Others in the series that I enjoyed were:
Moreta
Dragonsdawn
All the Weyrs of Pern

If you like these go ahead and try out any others you find in the series--there are several others.

I'd like to know what our SF/Fantasy readers think of these unique books.
 
Hi Proloxic and Dawn,

Honestly I do not know.
Or perhaps better I no longer know. I used to love the series and tend to get bored with it.
I came to the series when I was looking for something similar to Vance's stuff which was partly inspired by celtic themes, and the covers (In Belgium you get magnificent paintings by Wojtek Siudmak (but that's another matter but that's also what brought me to SF) looked pretty much similar.
Stories looked great to me in the first instance, very imaginative and exploiting a rich possibility of rethinking what technology mihgt be all about. Yet, there is an increasing 'hic' for me with the series:
- Too many women, even some male characters look more female than male in their behaviour, as someone told me once there is something abusively 'feminist' in it - quite similar in fact to the overwhelming presence of Bene Gesserit in the last three Dune by Herbert's son (the three Houses byzantine tragedy). Is it always necessary to fall into the man vs. woman and technology vs. nature pitfall? See the Dosadi cycle by Herbert (again I know but the relationship between McKie and the Dosadi female leader and their sexual intermixing is a great piece of imaginary literature).:):)
The consequence is too softy and idealistic to my taste as far as McCaffrey's Dragonriders are concerned in my opinion. Riders fight but wounds seem pretty insignificant. Women give birth but motherhood disappears somewhere. Fatherhood? People fight, where is the blood (Not that I want bloody scenes at every page)? People die where are the emotions? People revolt , where is anger? (Kyara is an exception). To sum up: the books construct a promising imaginary reality but do not go in depth with it. I can't get from where the thing is going wrong though...

Extracted material ▸
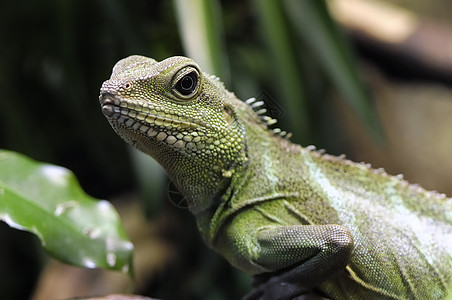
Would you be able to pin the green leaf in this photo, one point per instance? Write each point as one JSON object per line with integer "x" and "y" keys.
* * *
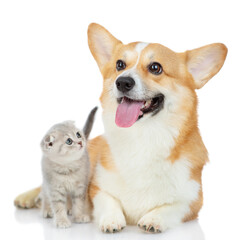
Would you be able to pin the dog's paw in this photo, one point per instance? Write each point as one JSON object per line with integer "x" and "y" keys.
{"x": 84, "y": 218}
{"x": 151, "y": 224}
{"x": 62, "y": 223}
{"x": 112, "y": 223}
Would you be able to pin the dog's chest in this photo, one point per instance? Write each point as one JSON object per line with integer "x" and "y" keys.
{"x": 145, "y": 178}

Objective ▸
Reproduce word for word the part of the discussion of McCaffrey's Dragonriders books that opens with the words containing "Honestly I do" and closes with "pretty much similar.". The records are material separate from the text.

Expected output ▸
Honestly I do not know.
Or perhaps better I no longer know. I used to love the series and tend to get bored with it.
I came to the series when I was looking for something similar to Vance's stuff which was partly inspired by celtic themes, and the covers (In Belgium you get magnificent paintings by Wojtek Siudmak (but that's another matter but that's also what brought me to SF) looked pretty much similar.